**Written instruction**
Find every line in the records below that contains the string "blue", and copy each such line in full. Matching is case-sensitive.

**Input material**
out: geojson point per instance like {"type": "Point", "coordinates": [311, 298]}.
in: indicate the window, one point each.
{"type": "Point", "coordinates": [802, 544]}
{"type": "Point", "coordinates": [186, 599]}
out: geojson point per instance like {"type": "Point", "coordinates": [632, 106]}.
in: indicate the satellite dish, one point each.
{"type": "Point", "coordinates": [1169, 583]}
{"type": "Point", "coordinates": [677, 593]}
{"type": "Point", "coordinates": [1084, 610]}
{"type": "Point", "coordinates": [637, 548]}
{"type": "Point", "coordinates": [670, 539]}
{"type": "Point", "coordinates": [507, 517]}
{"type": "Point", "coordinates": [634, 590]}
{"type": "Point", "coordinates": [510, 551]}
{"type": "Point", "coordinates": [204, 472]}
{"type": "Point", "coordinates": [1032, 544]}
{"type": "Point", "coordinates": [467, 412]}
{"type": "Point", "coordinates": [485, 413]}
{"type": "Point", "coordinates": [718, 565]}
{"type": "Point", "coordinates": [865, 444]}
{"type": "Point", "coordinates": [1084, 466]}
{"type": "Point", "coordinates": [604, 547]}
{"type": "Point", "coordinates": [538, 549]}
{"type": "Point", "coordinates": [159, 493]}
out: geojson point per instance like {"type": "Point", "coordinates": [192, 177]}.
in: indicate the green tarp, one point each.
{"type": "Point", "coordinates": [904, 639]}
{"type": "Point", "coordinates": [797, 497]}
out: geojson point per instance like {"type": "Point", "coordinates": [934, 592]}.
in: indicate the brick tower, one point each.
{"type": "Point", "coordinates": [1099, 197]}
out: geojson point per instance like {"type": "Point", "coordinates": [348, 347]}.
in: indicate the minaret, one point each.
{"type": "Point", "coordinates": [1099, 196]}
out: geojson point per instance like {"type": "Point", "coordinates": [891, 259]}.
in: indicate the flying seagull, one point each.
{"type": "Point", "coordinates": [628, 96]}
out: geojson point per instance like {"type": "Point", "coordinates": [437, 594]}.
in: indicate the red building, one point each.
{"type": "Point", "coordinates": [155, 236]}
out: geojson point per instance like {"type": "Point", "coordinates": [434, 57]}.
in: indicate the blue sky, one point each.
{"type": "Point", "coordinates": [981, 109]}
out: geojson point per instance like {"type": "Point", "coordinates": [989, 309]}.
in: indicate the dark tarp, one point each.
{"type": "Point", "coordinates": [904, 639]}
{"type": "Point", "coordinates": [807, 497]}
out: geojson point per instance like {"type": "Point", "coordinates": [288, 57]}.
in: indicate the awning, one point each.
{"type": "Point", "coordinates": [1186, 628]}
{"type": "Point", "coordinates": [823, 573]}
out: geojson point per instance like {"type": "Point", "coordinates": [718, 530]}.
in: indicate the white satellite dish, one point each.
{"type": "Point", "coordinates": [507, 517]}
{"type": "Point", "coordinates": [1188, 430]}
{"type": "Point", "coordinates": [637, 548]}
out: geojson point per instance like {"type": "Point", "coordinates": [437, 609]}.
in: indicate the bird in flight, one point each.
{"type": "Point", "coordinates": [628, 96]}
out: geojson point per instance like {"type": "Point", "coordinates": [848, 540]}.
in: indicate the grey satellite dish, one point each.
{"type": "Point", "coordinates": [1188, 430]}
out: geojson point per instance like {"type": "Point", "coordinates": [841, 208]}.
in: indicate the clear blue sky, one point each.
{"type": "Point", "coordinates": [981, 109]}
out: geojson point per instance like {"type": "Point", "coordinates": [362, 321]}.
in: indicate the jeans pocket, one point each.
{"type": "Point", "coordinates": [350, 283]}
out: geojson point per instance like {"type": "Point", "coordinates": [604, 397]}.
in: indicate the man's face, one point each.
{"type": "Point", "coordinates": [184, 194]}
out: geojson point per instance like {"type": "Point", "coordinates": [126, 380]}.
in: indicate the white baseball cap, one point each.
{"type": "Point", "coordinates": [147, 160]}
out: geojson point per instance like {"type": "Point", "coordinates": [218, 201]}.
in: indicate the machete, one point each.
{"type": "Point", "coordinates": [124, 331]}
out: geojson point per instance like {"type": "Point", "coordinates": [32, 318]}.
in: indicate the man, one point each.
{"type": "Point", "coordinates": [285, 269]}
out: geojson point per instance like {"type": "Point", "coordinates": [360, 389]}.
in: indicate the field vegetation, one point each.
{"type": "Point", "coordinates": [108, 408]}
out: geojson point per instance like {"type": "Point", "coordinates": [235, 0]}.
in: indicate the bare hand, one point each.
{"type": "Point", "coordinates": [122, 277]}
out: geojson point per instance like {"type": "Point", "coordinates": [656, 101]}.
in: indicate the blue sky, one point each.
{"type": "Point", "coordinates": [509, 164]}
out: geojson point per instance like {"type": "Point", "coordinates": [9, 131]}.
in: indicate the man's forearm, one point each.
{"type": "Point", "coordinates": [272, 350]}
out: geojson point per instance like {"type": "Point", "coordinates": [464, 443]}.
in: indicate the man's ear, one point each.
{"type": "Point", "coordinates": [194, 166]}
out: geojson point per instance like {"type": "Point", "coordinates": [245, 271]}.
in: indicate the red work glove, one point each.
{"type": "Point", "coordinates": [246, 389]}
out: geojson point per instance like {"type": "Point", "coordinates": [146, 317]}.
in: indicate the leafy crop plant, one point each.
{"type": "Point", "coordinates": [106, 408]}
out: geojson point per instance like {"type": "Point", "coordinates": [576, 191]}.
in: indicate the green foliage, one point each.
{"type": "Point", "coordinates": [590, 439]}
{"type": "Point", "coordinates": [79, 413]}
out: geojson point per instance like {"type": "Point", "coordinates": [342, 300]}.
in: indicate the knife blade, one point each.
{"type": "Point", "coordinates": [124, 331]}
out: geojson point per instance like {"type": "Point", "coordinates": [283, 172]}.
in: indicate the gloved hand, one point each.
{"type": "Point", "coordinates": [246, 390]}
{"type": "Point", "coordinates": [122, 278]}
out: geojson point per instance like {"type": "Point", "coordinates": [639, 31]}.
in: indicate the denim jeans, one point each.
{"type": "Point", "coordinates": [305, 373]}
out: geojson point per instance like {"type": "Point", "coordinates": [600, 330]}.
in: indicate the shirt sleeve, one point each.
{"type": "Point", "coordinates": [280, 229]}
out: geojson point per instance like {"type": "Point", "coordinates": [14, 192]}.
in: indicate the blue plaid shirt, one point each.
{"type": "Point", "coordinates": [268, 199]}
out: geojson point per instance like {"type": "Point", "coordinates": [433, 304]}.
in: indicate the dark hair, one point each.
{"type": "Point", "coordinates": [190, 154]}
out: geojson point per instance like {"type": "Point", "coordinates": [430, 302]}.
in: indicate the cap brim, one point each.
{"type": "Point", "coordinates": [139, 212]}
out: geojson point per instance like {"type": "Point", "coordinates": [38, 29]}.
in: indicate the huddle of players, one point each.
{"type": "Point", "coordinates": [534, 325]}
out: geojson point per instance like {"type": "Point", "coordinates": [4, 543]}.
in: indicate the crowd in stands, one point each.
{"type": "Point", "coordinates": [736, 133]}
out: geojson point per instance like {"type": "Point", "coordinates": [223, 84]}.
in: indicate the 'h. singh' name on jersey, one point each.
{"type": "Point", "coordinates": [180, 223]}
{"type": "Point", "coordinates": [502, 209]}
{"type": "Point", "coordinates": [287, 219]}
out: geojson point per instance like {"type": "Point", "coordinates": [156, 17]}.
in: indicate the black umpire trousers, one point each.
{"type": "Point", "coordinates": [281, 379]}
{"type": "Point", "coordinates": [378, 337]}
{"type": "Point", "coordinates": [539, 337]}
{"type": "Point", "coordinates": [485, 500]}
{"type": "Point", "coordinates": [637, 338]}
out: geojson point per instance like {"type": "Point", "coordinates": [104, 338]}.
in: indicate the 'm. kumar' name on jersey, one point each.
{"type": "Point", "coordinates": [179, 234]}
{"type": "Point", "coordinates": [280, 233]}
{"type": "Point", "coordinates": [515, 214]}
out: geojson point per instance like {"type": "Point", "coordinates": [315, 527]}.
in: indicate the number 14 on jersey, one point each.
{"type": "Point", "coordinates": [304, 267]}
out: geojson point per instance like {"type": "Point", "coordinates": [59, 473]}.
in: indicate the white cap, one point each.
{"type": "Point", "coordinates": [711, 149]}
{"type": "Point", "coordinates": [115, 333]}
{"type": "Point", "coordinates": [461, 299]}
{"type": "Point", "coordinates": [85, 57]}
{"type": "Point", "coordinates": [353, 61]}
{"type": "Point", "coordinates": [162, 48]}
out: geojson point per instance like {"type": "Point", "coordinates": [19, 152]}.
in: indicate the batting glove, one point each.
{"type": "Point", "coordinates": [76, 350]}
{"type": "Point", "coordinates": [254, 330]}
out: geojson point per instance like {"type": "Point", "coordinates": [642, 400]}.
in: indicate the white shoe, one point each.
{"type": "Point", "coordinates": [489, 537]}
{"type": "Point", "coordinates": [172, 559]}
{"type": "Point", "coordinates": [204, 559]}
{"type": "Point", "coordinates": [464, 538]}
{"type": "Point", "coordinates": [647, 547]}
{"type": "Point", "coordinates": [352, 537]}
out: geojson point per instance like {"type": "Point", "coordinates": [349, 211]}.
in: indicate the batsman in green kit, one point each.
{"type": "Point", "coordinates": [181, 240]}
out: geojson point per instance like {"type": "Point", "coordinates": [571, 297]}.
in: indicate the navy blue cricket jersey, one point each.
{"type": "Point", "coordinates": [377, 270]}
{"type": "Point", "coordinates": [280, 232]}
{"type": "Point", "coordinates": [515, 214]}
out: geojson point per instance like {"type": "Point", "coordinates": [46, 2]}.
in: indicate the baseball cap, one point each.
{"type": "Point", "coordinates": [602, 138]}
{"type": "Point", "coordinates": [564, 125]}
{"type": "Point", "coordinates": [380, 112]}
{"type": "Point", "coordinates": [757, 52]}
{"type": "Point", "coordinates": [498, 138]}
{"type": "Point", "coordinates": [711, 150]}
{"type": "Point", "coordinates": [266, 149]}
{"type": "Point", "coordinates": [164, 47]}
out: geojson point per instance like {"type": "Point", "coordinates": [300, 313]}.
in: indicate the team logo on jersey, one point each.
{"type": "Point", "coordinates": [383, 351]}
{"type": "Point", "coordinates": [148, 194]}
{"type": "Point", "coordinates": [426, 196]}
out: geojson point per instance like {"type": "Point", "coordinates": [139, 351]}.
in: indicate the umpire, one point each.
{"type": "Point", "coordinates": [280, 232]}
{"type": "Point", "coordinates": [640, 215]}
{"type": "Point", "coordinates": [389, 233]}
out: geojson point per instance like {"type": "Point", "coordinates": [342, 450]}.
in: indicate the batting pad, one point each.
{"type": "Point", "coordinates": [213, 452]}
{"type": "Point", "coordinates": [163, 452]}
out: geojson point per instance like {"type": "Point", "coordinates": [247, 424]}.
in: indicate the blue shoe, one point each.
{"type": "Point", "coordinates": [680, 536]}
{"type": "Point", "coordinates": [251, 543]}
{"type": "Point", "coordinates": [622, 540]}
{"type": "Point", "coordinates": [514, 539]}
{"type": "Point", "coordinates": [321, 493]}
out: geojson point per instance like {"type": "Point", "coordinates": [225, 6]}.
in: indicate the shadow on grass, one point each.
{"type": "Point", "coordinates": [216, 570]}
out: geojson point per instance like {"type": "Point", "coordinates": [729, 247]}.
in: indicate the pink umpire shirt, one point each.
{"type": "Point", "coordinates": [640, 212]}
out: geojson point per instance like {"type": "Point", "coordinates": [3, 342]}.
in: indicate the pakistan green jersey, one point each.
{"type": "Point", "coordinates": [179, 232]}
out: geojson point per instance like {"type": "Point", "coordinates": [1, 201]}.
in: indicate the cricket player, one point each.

**Answer below**
in: indicate the blue sky, one point each.
in: indicate the clear blue sky, one point each.
in: indicate the blue sky, one point each.
in: indicate the blue plaid shirt, one point each.
in: indicate the navy blue cricket jersey, one point each.
in: indicate the blue shoe, one point each.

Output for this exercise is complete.